> [Excerpted text]:
*-*-*
# ICC Code Links



## cda (Jul 1, 2016)

Appears the great and powerful ICC 

has messed with free links to code editions.

Will have to re bookmark them☢


----------



## cda (Jul 1, 2016)

cda said:


> Appears the great and powerful ICC
> 
> has messed with free links to code editions.
> 
> Will have to re bookmark them☢




How come I can only post one sad face do hickie???


----------



## steveray (Jul 1, 2016)

Sucky....I am going to talk to my gov. rep....Way harder to navigate, but prettier! Not sure if you can copy and paste anymore either....I understand why they did it, but now they are going to be like NoFreePublications Available


----------



## cda (Jul 1, 2016)

Plus have to find links to older editions

And the 09 ibc commentary !!!


----------



## cda (Jul 1, 2016)

..........

Ok does not like my flag do hickie


So:




https://ixquick-proxy.com/do/spg/show_picture.pl?l=english&rais=1&oiu=http://www.europeword.com/images/russia/russian-flag4.jpg&sp=d2f60fb23ce6bf4b2a2d77465b68780f


----------



## north star (Jul 1, 2016)

*@ ~ @*


The great & powerful Cow has disabled links to their
"cut & paste-able" Codes.

There are links to the versions that cannot be "cut
& pasted" though !

Measures being taken to "self protect" from copyright
theft and infringement.

...and "the Code Music plays on" !  


*@ ~ @*


----------



## cda (Jul 1, 2016)

http://codes.iccsafe.org/


http://codes.iccsafe.org/I-Codes.html#all


----------



## cda (Jul 1, 2016)

See if I buy any more of their books!!!


----------
*-*-*
> [Data]:
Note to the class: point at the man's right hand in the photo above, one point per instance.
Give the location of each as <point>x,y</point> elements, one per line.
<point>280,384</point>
*-*-*
> [Problem to work on]:
Please answer these three questions using the forum thread on ICC code links, not the data.
1. Which commentary does cda say still has to be found?
2. According to north star, what are the measures taken meant to guard against?
3. Whom does steveray say will be contacted about the change?

> [Task solution]:
1. The 09 IBC commentary.
2. Copyright theft and infringement.
3. A government representative ("my gov. rep").